Recast every one of the rows below as a Markdown table with the columns No. and Line, numbering each line and skipping blank lines. Leave the pictures out.

Records for the task ::
====

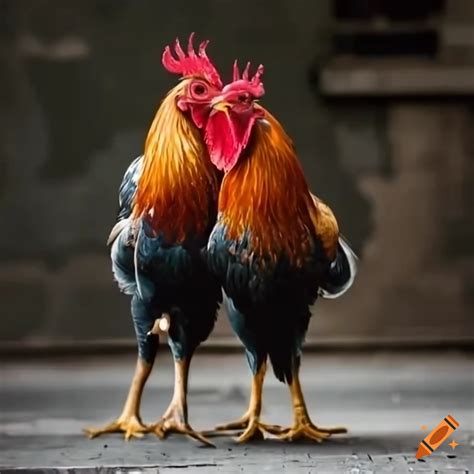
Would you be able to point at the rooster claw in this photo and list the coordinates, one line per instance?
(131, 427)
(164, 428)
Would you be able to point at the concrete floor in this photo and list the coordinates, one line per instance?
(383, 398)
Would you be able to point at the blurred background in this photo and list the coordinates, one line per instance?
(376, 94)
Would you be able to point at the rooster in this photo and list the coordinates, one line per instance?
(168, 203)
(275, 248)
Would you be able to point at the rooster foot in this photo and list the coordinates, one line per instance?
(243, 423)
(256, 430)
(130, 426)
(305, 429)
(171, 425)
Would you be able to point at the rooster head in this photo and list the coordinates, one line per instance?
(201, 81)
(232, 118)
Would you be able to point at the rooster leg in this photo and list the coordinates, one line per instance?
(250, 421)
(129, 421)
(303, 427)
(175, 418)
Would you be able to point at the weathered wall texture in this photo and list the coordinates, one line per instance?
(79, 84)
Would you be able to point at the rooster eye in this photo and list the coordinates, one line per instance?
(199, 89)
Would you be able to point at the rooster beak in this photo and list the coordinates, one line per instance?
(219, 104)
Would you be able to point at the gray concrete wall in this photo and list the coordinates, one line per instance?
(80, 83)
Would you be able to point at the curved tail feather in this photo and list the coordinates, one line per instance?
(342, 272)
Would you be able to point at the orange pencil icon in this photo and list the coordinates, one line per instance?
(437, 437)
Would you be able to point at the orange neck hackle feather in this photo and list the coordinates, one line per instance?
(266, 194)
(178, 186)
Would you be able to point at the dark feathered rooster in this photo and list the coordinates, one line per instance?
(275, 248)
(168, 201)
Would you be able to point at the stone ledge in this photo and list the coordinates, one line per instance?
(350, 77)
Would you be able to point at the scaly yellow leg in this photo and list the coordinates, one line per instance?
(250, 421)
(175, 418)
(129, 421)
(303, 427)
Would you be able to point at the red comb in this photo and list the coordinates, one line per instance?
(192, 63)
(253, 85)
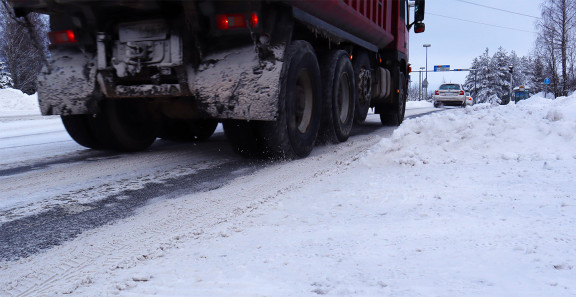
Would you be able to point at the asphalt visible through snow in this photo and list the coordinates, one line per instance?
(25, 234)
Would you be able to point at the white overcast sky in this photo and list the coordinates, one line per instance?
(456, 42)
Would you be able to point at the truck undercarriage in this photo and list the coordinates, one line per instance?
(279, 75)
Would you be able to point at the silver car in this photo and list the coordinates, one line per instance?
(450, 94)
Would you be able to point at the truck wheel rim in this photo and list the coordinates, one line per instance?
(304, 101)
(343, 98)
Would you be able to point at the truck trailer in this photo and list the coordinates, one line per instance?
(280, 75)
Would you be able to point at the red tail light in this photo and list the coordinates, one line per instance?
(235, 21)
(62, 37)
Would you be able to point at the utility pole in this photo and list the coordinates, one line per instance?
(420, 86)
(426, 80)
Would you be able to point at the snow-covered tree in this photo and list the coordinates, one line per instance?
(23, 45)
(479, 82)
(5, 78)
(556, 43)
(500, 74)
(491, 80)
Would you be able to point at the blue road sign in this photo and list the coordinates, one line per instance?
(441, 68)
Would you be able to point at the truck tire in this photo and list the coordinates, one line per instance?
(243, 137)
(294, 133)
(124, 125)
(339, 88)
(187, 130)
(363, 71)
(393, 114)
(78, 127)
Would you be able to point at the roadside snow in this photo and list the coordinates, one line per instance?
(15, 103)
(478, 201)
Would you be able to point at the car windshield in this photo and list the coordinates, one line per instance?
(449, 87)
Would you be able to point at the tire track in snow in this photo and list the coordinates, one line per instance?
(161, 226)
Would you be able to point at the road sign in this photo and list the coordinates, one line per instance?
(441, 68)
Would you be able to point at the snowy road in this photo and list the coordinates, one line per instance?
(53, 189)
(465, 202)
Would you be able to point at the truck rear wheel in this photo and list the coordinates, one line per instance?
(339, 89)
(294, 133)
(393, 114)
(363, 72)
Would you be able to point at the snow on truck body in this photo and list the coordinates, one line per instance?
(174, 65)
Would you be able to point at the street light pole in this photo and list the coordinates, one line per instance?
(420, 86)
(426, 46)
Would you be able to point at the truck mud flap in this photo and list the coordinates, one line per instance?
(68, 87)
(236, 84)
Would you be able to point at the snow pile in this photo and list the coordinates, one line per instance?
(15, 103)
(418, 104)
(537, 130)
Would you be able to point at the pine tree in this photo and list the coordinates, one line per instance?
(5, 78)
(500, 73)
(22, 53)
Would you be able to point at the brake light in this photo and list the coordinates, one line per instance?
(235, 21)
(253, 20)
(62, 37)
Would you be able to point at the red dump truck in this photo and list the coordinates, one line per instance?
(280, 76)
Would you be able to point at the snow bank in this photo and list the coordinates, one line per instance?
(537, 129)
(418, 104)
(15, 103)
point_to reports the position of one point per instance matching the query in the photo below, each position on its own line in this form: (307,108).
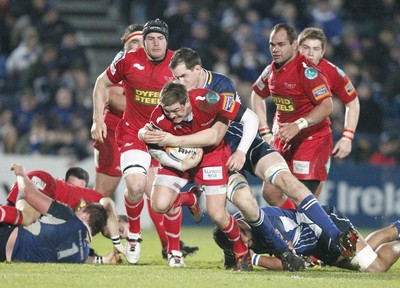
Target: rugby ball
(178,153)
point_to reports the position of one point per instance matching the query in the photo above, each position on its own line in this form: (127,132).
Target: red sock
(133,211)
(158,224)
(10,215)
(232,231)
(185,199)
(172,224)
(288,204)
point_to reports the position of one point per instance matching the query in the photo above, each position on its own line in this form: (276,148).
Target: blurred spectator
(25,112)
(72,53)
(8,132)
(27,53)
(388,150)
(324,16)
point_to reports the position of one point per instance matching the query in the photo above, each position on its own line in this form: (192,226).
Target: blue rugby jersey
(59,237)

====

Written solution ::
| No. | Line |
|---|---|
| 1 | Would you be able to point at the rooster claw in this photo and list the coordinates, one line per instance? |
| 2 | (131, 427) |
| 3 | (164, 428) |
| 4 | Would you be able to point at the concrete floor in this photo and list the coordinates, one line per instance? |
| 5 | (383, 398) |
| 6 | Would you be able to point at the blurred background in this photo and list the coordinates, one line per instance? |
| 7 | (376, 94) |
| 8 | Would you be able to point at the rooster in this photo and list the coordinates, one line per instance? |
| 9 | (168, 203) |
| 10 | (275, 248) |
| 11 | Would you be able to point at the rooster foot in this photo and list the coordinates, one line per instance? |
| 12 | (243, 423) |
| 13 | (256, 430) |
| 14 | (130, 426) |
| 15 | (305, 429) |
| 16 | (171, 425) |
| 17 | Would you be able to point at the rooster head in this photo and list the coordinates, one line per instance? |
| 18 | (201, 81) |
| 19 | (232, 118) |
| 20 | Would you be able to point at the rooster leg in this photo and list the coordinates, one line per instance? |
| 21 | (250, 421) |
| 22 | (129, 421) |
| 23 | (303, 427) |
| 24 | (175, 418) |
| 25 | Would you be able to point at the weathered wall texture in this photo and list the coordinates, one line per instance? |
| 26 | (79, 84) |
| 27 | Would you be able to point at the rooster eye in this photo and list the coordinates, one line per instance? |
| 28 | (199, 89) |
| 29 | Would you be able to point at the rooster beak in this photo and list the coordinates, one line per instance? |
| 30 | (219, 104) |
| 31 | Would you be able to point at the gray concrete wall in this photo and list the coordinates, one line per instance? |
| 32 | (80, 83) |
| 33 | Would you be able to point at the curved tail feather in this photo and list the coordinates, one line per instance? |
| 34 | (342, 272) |
| 35 | Would you be able to point at the orange pencil icon in this photo and list the coordinates, one line per instance? |
| 36 | (437, 437) |
| 37 | Would you be able to point at the orange neck hackle feather in this photo and list the coordinates, one line per instance? |
| 38 | (266, 194) |
| 39 | (178, 186) |
| 40 | Would you be able to point at the dark feathered rooster in this photo and list the coordinates, one line per instance? |
| 41 | (275, 248) |
| 42 | (168, 201) |
| 43 | Would you be able to point at the stone ledge in this photo and list the coordinates, one line per instance? |
| 44 | (350, 77) |
| 45 | Would you be able to point at the scaly yellow leg in this photo and list the coordinates, one line per instance? |
| 46 | (250, 421) |
| 47 | (175, 418) |
| 48 | (129, 421) |
| 49 | (303, 427) |
| 50 | Would you be able to point at the red comb in this photo and list the coordinates, one line per instance? |
| 51 | (192, 63) |
| 52 | (253, 85) |
| 53 | Would you be able to point at the asphalt visible through snow in this photo and list the coordinates, one line per instance? |
| 54 | (25, 234) |
| 55 | Would you be able to point at the white overcast sky in this photo and list the coordinates, one line per instance? |
| 56 | (456, 42) |
| 57 | Would you be able to point at the truck undercarriage in this photo and list the coordinates, one line per instance? |
| 58 | (279, 75) |
| 59 | Would you be able to point at the silver car in this photo and list the coordinates, one line per instance? |
| 60 | (450, 94) |
| 61 | Would you be able to point at the truck wheel rim in this photo and list the coordinates, one line per instance? |
| 62 | (304, 101) |
| 63 | (343, 98) |
| 64 | Would you be able to point at the truck trailer in this photo and list the coordinates, one line per instance? |
| 65 | (280, 75) |
| 66 | Would you be able to point at the red tail light in this photo and list the coordinates, one line per instance? |
| 67 | (235, 21) |
| 68 | (62, 37) |
| 69 | Would you be able to point at the utility pole in this photo and list the coordinates, one line per instance? |
| 70 | (420, 86) |
| 71 | (426, 80) |
| 72 | Would you be able to point at the snow-covered tree in this photo and list the coordinates, one line per instance? |
| 73 | (23, 45) |
| 74 | (479, 82) |
| 75 | (5, 78) |
| 76 | (556, 43) |
| 77 | (500, 74) |
| 78 | (491, 80) |
| 79 | Would you be able to point at the blue road sign in this photo and list the coordinates, one line per instance? |
| 80 | (441, 68) |
| 81 | Would you be able to point at the truck tire in this photo and list the coordinates, one line per instance? |
| 82 | (243, 137) |
| 83 | (294, 133) |
| 84 | (124, 125) |
| 85 | (339, 88) |
| 86 | (187, 130) |
| 87 | (363, 71) |
| 88 | (393, 114) |
| 89 | (78, 127) |
| 90 | Would you be able to point at the roadside snow in this photo and list the coordinates, one line per instance? |
| 91 | (15, 103) |
| 92 | (478, 201) |
| 93 | Would you be able to point at the car windshield in this photo and list the coordinates, one line per instance? |
| 94 | (449, 87) |
| 95 | Would you be able to point at the tire track in snow in this photo and list the coordinates, one line per instance? |
| 96 | (161, 226) |
| 97 | Would you be able to point at the road sign in this photo and list the coordinates, one line per instance? |
| 98 | (441, 68) |
| 99 | Would you be able to point at the snowy road in this photo and list the coordinates, one line per instance? |
| 100 | (53, 189) |
| 101 | (465, 202) |
| 102 | Would you be able to point at the truck rear wheel in this photo and list the coordinates, one line per instance? |
| 103 | (339, 89) |
| 104 | (294, 133) |
| 105 | (393, 114) |
| 106 | (363, 72) |
| 107 | Would you be able to point at the snow on truck body in this photo and list the coordinates, one line per instance? |
| 108 | (174, 65) |
| 109 | Would you be able to point at the street light pole in this photo and list the coordinates, one line per instance? |
| 110 | (420, 86) |
| 111 | (426, 46) |
| 112 | Would you be able to point at the truck mud flap in this photo and list the coordinates, one line per instance? |
| 113 | (68, 87) |
| 114 | (236, 84) |
| 115 | Would you be able to point at the snow pile in this photo and list the coordinates, one line per instance? |
| 116 | (15, 103) |
| 117 | (418, 104) |
| 118 | (537, 130) |
| 119 | Would you be able to point at the pine tree in this photo and list the coordinates, one line per instance? |
| 120 | (5, 78) |
| 121 | (500, 73) |
| 122 | (22, 53) |
| 123 | Would you be able to point at the brake light in this photo and list the coordinates, one line per instance? |
| 124 | (235, 21) |
| 125 | (253, 20) |
| 126 | (62, 37) |
| 127 | Would you be able to point at the red dump truck in this photo and list the coordinates, one line per instance? |
| 128 | (280, 76) |
| 129 | Would you be able to point at the snow bank in this photo and list the coordinates, one line per instance? |
| 130 | (537, 129) |
| 131 | (418, 104) |
| 132 | (15, 103) |
| 133 | point_to reports the position of one point per instance matching the query in the photo below, each position on its own line in this form: (307,108). |
| 134 | Target: rugby ball |
| 135 | (178,153) |
| 136 | point_to reports the position of one point per instance matching the query in the photo above, each position on its own line in this form: (127,132). |
| 137 | Target: red sock |
| 138 | (133,211) |
| 139 | (158,224) |
| 140 | (10,215) |
| 141 | (232,231) |
| 142 | (185,199) |
| 143 | (172,224) |
| 144 | (288,204) |
| 145 | point_to reports the position of one point per instance matching the query in the photo above, each position on its own line in this form: (276,148). |
| 146 | Target: blurred spectator |
| 147 | (25,112) |
| 148 | (72,53) |
| 149 | (8,132) |
| 150 | (27,53) |
| 151 | (388,150) |
| 152 | (324,16) |
| 153 | point_to reports the position of one point per instance matching the query in the photo above, each position on its own line in this form: (192,226). |
| 154 | Target: blue rugby jersey |
| 155 | (59,237) |